● WHAT NEEDS TO BE DONE
Take nothing but the lines from the one with "any blue sky." through the one with "red shipping container." in the entries below, both ends kept, and return them exactly with pictures left out.

● EXCERPTED DATA
'''
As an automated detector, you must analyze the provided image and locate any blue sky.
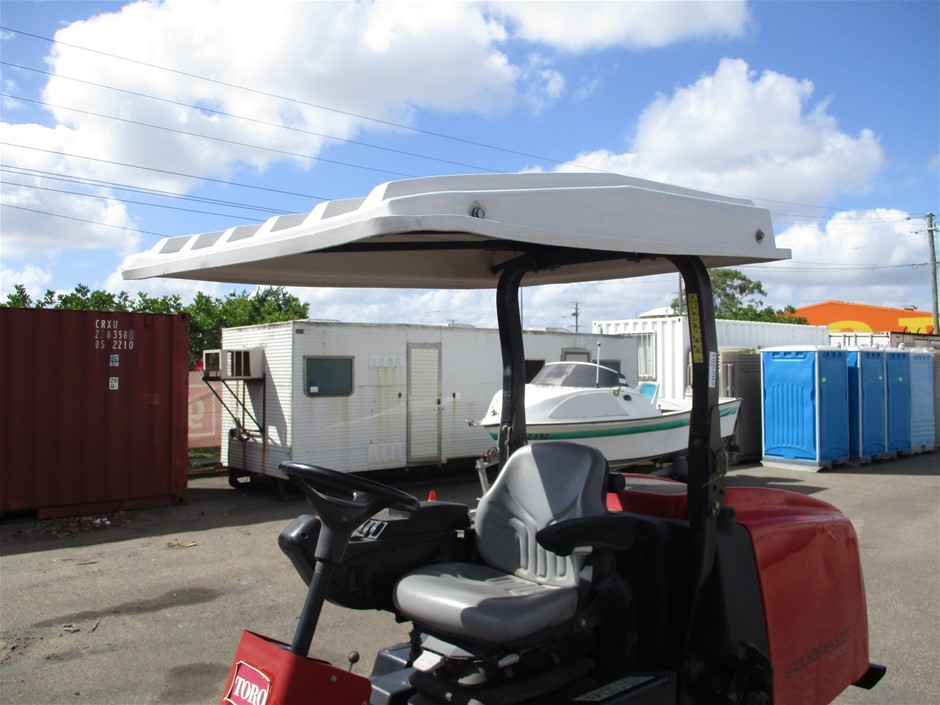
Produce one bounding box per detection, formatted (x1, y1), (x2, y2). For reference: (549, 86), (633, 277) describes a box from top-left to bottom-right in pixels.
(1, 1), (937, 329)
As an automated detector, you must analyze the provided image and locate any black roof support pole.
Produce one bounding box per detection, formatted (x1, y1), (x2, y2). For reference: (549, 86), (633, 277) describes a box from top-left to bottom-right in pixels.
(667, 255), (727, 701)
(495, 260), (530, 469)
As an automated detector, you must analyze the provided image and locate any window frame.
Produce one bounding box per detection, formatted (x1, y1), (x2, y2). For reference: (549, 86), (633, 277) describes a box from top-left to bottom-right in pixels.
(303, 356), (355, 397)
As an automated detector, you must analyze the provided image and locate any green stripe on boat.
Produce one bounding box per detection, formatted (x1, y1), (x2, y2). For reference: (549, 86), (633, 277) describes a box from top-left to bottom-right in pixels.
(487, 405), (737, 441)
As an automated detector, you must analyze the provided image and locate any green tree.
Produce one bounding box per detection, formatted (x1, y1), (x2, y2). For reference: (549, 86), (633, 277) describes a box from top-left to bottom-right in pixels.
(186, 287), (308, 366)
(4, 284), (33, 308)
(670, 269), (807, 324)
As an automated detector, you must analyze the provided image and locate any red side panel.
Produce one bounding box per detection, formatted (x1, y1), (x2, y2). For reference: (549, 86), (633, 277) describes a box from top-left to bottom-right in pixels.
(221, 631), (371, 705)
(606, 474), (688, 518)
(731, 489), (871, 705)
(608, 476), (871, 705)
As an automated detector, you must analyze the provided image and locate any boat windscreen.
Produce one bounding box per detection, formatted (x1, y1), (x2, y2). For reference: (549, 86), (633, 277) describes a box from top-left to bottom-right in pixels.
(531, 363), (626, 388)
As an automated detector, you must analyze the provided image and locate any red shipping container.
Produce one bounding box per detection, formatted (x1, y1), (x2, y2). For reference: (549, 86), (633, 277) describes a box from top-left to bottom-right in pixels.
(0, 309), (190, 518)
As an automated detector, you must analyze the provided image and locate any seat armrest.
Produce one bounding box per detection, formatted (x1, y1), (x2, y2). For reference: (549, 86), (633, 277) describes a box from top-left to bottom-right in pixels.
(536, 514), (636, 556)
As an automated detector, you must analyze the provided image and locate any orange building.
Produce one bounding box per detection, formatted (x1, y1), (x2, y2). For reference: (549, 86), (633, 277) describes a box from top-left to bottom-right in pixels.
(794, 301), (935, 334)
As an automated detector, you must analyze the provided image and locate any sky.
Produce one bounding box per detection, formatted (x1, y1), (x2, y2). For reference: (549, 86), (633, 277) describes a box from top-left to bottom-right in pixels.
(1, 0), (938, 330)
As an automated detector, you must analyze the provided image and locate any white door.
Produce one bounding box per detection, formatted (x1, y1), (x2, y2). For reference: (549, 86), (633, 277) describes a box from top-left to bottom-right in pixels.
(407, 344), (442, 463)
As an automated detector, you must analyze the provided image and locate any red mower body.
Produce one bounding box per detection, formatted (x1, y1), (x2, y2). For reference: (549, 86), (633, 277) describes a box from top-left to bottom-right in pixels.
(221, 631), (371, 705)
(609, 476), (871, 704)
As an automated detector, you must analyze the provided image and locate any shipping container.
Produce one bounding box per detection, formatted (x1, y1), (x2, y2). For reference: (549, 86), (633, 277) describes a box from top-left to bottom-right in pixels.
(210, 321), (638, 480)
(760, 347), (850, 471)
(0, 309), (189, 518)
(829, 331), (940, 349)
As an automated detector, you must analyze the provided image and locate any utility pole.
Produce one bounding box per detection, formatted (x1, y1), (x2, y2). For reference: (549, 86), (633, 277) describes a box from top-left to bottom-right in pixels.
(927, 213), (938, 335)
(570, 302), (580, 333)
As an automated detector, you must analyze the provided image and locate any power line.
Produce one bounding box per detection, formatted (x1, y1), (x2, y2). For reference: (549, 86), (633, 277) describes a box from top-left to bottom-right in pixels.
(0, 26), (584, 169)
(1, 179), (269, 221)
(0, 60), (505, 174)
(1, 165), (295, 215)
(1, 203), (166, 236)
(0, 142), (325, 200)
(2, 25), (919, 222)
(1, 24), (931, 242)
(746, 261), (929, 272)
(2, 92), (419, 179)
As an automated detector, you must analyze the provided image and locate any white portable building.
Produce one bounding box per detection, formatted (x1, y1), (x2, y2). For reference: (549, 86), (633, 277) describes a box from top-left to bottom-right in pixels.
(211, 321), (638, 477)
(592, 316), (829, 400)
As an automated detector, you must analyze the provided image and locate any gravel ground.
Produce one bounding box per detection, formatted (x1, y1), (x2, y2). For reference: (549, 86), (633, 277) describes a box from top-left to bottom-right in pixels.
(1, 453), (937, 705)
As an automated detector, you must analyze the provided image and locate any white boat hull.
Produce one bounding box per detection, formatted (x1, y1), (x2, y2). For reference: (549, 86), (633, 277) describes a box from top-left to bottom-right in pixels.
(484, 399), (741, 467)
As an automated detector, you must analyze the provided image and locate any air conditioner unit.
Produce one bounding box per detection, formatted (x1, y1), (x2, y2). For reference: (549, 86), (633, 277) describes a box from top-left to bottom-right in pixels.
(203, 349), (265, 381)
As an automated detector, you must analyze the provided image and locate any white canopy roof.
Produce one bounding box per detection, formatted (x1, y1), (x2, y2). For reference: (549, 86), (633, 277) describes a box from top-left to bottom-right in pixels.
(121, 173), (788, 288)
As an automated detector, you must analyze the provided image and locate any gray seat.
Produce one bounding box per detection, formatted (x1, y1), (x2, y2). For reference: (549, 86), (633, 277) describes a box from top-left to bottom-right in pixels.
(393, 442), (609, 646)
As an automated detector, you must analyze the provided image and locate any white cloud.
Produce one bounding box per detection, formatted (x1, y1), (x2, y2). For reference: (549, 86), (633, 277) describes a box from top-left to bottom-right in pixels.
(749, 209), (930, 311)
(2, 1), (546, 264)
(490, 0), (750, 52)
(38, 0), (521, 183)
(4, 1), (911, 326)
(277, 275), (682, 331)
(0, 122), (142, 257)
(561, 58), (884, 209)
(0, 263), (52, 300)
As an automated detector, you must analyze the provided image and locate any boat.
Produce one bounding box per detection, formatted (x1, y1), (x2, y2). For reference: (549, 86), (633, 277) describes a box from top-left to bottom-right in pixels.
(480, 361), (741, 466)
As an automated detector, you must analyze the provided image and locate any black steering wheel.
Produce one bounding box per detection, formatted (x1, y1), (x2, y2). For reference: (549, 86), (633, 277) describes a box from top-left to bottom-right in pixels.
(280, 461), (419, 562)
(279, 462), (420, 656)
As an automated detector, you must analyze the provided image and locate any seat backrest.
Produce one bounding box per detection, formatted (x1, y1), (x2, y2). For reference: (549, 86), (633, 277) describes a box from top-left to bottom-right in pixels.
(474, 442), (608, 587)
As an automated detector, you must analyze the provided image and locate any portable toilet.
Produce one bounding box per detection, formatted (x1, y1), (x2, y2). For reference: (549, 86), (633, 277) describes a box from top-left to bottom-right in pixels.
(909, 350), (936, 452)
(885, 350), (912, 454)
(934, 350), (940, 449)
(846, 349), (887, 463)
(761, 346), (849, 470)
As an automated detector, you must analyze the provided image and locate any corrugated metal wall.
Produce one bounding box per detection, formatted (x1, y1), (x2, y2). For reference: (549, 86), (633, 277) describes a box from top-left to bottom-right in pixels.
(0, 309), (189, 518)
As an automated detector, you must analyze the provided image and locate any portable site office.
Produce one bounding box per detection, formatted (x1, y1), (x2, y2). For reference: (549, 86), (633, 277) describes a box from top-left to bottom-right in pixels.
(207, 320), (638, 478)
'''
'''
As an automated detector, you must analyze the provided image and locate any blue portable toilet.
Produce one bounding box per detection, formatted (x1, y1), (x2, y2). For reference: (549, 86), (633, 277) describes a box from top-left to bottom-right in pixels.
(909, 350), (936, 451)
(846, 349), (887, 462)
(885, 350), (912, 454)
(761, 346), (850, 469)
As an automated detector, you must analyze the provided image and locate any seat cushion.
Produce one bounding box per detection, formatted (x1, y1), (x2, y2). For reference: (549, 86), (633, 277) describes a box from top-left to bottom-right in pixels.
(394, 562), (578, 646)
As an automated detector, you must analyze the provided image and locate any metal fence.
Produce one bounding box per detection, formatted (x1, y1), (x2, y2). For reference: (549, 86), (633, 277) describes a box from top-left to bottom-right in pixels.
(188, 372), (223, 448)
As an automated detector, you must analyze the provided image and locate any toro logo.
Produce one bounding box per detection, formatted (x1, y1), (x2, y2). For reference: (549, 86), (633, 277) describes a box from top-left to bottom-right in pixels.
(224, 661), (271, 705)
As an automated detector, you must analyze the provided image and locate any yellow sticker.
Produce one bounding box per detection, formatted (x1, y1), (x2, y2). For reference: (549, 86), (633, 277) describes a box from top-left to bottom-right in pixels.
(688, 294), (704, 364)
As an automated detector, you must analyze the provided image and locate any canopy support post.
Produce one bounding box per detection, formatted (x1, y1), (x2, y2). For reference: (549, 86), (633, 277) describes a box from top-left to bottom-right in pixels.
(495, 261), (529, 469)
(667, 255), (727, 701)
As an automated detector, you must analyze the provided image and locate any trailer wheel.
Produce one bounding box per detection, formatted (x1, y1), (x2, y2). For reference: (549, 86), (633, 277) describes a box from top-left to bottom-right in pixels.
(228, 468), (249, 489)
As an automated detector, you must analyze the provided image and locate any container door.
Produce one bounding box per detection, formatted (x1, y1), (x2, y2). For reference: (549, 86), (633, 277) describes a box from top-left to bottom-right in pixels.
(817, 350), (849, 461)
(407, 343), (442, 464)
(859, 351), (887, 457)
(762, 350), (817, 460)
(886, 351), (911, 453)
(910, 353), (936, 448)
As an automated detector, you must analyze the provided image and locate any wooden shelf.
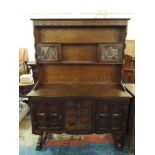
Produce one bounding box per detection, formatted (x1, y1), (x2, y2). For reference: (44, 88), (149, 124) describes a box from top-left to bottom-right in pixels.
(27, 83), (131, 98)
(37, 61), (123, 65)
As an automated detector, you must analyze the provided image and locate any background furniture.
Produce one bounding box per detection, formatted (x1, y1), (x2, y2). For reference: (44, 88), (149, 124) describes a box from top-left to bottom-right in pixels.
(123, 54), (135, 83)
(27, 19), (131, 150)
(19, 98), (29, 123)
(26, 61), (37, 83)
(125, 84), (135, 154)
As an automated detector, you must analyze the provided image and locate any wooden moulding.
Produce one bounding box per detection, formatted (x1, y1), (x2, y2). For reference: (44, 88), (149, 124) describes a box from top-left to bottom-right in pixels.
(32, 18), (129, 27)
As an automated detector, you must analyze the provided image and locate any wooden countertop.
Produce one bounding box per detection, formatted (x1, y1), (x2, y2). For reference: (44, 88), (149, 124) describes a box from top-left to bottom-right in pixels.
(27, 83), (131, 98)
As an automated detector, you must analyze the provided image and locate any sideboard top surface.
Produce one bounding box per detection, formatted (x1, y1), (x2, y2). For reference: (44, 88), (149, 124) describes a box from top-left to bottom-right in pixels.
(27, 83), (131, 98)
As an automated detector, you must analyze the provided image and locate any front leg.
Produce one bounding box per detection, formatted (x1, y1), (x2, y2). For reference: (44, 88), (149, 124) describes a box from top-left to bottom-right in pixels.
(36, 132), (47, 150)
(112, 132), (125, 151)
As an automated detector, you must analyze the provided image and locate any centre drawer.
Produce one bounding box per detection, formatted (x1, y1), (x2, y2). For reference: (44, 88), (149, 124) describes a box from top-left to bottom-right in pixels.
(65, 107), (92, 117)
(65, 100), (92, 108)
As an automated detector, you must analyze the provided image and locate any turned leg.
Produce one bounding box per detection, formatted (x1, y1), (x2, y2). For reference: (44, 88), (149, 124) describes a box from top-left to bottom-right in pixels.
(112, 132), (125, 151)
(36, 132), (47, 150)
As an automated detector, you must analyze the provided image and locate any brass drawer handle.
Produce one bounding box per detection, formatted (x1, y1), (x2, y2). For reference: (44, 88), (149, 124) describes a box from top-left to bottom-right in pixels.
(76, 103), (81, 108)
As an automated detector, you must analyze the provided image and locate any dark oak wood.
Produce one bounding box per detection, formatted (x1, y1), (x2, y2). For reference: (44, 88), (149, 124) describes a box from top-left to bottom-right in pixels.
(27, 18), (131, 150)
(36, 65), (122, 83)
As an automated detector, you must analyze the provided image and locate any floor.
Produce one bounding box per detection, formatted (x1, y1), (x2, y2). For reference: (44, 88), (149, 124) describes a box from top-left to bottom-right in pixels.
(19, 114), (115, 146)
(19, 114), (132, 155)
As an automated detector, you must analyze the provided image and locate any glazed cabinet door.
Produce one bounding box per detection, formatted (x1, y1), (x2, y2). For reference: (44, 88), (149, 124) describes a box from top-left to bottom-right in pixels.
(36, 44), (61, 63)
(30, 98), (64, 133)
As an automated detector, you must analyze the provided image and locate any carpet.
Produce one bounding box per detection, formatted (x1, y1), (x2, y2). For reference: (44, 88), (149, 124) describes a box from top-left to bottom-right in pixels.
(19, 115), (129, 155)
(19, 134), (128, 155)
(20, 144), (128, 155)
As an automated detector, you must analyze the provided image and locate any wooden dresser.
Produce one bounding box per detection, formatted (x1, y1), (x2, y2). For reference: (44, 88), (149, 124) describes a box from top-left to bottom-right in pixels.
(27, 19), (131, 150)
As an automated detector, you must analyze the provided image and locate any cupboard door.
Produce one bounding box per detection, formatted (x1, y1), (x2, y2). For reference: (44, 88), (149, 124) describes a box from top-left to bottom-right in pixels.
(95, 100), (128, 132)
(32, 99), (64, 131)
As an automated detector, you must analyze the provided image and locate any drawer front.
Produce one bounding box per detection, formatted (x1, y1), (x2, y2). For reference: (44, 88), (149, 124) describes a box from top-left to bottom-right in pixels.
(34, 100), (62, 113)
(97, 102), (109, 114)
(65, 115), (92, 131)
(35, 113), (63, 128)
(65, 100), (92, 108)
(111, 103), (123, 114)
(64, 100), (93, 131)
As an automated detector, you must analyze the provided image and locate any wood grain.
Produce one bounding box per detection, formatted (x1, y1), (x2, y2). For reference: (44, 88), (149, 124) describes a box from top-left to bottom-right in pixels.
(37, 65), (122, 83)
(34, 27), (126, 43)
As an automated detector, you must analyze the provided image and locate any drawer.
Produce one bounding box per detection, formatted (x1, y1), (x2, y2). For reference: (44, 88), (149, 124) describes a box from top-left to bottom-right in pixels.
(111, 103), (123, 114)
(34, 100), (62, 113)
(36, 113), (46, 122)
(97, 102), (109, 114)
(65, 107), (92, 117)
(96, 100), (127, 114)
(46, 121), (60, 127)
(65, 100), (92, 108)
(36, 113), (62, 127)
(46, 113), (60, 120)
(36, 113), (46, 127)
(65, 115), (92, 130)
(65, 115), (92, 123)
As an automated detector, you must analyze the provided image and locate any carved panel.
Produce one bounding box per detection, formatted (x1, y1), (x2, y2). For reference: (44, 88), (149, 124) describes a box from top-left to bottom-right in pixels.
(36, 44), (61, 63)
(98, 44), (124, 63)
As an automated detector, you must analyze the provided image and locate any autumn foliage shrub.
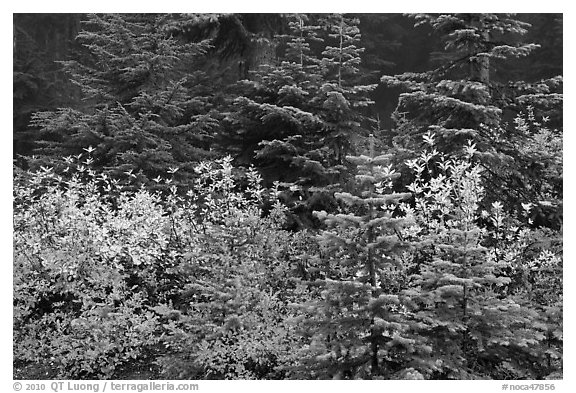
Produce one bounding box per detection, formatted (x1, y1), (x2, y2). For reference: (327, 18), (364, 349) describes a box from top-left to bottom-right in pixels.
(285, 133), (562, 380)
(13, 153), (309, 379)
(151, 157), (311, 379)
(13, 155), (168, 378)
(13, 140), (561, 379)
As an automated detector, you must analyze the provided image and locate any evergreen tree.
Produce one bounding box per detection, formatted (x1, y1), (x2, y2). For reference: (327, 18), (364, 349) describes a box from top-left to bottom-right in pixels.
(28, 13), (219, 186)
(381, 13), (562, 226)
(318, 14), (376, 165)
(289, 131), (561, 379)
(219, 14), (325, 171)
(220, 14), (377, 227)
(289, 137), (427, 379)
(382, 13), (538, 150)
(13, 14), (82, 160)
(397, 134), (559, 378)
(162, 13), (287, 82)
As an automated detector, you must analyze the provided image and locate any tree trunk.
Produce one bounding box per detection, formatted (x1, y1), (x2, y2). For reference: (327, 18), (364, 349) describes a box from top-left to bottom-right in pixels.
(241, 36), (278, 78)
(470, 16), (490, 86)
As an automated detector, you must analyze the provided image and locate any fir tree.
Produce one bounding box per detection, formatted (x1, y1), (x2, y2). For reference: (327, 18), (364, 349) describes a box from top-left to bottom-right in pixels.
'''
'''
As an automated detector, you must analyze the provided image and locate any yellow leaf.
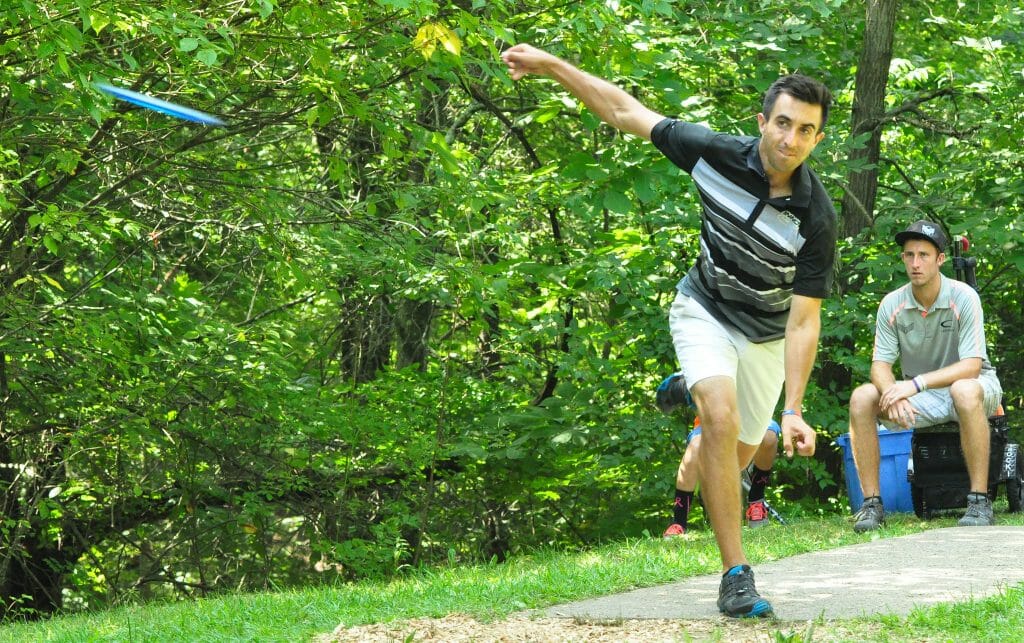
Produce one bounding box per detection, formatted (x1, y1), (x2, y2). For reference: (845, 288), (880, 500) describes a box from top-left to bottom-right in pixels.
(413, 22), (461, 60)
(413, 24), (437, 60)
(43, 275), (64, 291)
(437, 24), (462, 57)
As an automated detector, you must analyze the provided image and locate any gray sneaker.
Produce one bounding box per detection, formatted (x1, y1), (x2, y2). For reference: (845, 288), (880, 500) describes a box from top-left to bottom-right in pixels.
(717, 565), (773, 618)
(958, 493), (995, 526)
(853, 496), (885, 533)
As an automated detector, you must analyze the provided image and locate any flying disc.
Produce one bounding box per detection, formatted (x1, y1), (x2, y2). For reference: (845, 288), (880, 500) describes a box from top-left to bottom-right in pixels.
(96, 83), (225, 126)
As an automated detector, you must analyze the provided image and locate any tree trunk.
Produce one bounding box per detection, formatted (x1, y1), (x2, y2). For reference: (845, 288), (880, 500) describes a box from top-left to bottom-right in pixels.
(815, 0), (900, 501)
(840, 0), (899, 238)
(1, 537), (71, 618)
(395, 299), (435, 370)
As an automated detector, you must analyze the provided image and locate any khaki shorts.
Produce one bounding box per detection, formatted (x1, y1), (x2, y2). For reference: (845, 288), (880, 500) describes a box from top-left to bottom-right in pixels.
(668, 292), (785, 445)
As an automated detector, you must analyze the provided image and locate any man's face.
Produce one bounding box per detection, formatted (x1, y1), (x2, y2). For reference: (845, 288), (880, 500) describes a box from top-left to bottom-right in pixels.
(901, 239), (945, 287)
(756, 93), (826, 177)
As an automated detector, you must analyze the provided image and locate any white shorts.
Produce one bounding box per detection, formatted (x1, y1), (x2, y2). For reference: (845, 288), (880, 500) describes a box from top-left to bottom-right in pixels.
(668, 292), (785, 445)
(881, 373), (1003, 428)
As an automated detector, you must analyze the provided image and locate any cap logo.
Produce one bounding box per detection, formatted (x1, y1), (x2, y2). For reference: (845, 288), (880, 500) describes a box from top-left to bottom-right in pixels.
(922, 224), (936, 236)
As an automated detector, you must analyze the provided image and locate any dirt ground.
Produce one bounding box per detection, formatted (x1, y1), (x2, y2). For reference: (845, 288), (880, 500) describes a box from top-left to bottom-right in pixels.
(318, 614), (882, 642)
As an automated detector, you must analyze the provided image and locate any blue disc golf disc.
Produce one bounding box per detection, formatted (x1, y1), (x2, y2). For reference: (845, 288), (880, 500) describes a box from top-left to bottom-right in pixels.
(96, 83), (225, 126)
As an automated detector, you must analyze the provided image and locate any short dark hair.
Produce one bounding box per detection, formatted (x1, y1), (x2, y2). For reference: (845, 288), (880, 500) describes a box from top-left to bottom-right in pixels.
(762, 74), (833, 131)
'''
● THE COMPLETED TASK
As an automated detector, you must analyze the provided image and locate any blue sky.
Produce one bounding box per detection, formatted (x1, y1), (x2, y2). For reference: (549, 86), (633, 277) describes a box from top-left to bottom-right in pixels.
(1, 1), (937, 329)
As an automated detector, you must analyze the provided image and locate any black roof support pole.
Produce one bounding box per detection, formatted (x1, y1), (x2, y2). For reference: (549, 86), (633, 277) describes a box from top-left to bottom-right in pixels.
(667, 255), (727, 701)
(495, 260), (530, 469)
As an automated detector, you must analyze the provided image and locate any window frame.
Produce one bounding box per detection, formatted (x1, y1), (x2, y2). For reference: (549, 86), (633, 277) describes a box from top-left to bottom-right in pixels.
(303, 356), (355, 397)
As an automated detector, you must analyze the provided image and locate any green stripe on boat.
Produce one bounding box per detection, formatted (x1, y1), (x2, y2). For reference: (549, 86), (633, 277) describes a box from top-left to bottom-right in pixels.
(487, 405), (737, 441)
As an automated detector, you must analyze the provided image and locate any green tree.
Produce one bounding box per detection, formatted (x1, y1), (x2, y2). For reference: (549, 86), (633, 277) describes a box from top-left to bottom-right in pixels.
(186, 287), (308, 366)
(4, 284), (33, 308)
(670, 269), (807, 324)
As an automated detector, you must analyze the provided image and locate any red side panel.
Produce one bounding box per detection, formatted (x1, y1), (x2, y2). For reference: (549, 86), (633, 277) describes a box from top-left to bottom-right in pixels.
(221, 631), (371, 705)
(606, 474), (688, 518)
(731, 489), (871, 705)
(608, 476), (871, 705)
As an automated detector, you must analyze the provided image and locate any boat windscreen.
Produce one bounding box per detection, formatted (x1, y1), (x2, y2). For reference: (549, 86), (633, 277) describes a box from top-left to bottom-right in pixels.
(531, 363), (626, 388)
As an automated detector, you must analyze the provided image and locate any red shipping container.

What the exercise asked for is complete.